- **Задание**: Выпишите из данных ниже все строки, где встречается слово «clear». Учитывайте регистр букв.

- **Исходные данные**:
::::::::

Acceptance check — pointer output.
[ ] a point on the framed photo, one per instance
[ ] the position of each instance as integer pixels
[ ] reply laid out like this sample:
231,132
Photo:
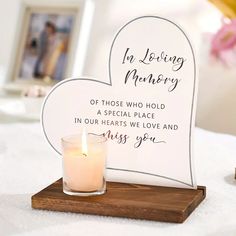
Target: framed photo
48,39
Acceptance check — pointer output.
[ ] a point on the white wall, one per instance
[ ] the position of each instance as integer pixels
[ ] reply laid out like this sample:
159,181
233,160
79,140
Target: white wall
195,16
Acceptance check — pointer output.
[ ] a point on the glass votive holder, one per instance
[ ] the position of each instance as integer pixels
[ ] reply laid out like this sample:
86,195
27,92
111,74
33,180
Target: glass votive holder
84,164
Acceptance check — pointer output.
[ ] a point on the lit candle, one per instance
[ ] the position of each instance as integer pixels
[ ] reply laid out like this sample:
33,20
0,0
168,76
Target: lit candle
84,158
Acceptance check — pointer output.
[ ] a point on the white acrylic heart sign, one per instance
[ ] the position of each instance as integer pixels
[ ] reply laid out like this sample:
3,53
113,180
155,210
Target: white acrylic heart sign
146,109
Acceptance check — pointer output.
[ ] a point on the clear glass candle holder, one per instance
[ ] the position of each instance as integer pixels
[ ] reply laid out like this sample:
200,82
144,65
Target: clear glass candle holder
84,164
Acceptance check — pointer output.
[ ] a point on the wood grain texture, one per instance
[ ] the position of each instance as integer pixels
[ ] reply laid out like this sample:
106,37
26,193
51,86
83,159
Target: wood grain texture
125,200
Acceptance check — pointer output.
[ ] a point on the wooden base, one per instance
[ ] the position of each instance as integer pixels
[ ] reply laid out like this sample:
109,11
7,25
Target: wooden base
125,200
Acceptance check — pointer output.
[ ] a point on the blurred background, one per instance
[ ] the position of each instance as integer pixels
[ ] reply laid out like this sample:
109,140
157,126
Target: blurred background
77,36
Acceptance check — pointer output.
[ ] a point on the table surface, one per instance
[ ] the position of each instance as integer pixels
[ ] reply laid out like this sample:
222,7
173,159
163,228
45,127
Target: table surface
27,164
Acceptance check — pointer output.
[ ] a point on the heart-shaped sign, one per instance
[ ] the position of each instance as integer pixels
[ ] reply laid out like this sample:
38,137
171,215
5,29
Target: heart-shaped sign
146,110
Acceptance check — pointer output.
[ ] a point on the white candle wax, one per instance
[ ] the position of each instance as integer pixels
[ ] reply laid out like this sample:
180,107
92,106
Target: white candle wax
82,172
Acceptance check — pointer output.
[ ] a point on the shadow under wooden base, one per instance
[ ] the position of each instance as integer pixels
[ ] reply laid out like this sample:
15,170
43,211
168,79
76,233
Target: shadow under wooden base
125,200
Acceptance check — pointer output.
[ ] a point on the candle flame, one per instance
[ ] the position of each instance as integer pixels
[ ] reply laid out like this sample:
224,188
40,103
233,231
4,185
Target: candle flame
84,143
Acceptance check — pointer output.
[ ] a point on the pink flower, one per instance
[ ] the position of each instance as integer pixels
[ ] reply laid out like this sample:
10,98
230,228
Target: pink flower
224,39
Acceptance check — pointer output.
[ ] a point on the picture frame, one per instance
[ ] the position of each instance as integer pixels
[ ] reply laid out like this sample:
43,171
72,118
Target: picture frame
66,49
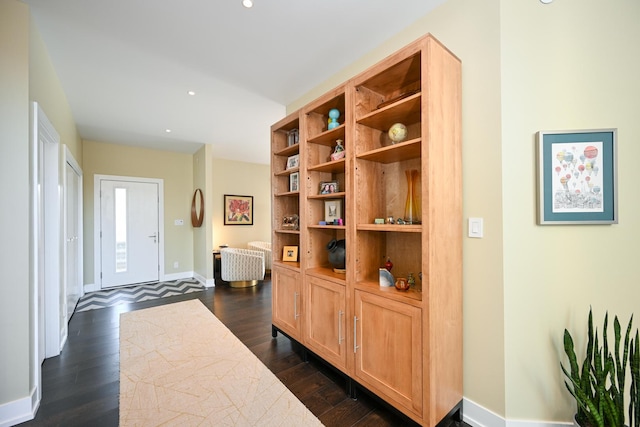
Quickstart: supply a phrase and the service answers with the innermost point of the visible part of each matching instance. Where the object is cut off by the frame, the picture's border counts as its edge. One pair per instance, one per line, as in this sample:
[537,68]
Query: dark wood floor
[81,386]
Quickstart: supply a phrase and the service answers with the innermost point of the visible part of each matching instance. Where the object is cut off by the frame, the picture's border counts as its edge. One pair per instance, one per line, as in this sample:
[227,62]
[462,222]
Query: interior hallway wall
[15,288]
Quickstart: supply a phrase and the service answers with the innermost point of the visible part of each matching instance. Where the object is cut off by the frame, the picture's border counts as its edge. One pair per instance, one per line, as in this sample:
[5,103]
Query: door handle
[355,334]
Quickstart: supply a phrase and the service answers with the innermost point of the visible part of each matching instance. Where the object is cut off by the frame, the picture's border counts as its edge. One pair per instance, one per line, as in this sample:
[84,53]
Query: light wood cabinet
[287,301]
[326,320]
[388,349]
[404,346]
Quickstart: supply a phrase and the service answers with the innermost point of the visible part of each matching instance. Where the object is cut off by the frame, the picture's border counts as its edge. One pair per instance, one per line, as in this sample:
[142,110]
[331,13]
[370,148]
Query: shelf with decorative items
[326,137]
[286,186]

::::::::

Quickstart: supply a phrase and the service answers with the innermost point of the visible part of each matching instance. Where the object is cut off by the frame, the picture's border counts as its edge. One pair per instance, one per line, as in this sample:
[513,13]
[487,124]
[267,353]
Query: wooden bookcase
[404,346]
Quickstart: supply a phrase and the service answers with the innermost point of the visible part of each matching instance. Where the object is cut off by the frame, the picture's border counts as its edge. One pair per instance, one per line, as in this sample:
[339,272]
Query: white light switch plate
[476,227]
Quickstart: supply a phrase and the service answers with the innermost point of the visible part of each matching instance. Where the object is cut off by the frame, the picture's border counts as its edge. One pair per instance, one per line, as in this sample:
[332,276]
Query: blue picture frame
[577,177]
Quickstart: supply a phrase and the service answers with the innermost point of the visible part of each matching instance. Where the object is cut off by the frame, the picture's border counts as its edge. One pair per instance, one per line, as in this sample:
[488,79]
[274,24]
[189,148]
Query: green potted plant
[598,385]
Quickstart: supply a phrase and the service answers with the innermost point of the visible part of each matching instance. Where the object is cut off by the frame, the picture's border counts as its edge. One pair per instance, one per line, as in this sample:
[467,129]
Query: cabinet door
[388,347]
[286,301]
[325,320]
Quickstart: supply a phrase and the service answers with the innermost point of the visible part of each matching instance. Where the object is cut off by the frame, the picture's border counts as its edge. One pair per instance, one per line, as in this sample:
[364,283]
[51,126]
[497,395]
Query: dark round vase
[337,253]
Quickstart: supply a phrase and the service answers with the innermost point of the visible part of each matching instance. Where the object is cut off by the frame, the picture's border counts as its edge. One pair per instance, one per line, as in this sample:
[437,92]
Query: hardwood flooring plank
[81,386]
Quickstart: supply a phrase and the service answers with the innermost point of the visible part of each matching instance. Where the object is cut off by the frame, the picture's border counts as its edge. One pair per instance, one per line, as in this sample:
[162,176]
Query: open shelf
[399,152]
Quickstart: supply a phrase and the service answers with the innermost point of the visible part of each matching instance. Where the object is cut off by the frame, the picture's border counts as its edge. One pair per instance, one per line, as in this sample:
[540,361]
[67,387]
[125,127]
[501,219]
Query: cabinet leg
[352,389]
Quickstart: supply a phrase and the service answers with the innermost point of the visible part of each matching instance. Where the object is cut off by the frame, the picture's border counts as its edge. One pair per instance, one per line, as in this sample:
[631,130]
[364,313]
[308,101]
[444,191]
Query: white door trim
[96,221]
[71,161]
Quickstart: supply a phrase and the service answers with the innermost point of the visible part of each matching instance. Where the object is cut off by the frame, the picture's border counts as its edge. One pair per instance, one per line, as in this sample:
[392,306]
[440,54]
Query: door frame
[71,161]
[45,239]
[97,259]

::::::::

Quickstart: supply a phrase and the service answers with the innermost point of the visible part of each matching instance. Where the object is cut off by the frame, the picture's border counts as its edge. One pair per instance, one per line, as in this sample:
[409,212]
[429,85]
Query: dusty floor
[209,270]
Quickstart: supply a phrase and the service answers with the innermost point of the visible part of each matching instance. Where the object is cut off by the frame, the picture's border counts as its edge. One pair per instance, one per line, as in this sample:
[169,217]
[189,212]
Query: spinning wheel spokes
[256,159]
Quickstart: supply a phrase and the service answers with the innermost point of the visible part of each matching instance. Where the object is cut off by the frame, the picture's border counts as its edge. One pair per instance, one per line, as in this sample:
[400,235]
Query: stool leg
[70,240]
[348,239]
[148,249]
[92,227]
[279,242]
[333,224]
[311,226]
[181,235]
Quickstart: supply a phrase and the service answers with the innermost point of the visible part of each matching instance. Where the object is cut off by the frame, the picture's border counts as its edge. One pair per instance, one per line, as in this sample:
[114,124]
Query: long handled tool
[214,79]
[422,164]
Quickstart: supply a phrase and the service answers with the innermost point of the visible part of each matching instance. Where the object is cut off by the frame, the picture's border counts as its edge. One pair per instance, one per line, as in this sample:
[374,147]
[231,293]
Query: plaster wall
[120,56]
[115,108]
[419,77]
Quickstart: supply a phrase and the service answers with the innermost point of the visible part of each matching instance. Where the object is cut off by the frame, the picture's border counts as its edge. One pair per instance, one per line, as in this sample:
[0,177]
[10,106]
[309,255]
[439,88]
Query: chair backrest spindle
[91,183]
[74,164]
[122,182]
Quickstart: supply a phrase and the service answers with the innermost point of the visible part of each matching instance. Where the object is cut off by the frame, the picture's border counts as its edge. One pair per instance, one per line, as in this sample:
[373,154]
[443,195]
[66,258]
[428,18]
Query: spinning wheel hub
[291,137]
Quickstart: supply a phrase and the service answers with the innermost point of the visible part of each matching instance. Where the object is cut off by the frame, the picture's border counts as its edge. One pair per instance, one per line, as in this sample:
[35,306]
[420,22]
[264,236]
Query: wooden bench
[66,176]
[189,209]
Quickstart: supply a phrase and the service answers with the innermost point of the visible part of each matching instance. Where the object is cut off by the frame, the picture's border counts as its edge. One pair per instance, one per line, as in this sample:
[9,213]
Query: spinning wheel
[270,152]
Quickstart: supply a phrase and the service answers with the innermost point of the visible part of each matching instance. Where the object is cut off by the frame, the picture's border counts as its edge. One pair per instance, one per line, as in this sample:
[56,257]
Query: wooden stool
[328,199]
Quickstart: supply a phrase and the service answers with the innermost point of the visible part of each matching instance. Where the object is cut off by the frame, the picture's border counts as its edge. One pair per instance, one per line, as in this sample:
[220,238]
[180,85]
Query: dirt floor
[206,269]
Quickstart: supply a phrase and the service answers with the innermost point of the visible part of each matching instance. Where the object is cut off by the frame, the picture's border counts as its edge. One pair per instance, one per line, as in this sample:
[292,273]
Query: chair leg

::::::::

- **Письменное решение**:
[ ] a point on the clear glass candle holder, one per instance
Target: clear glass candle holder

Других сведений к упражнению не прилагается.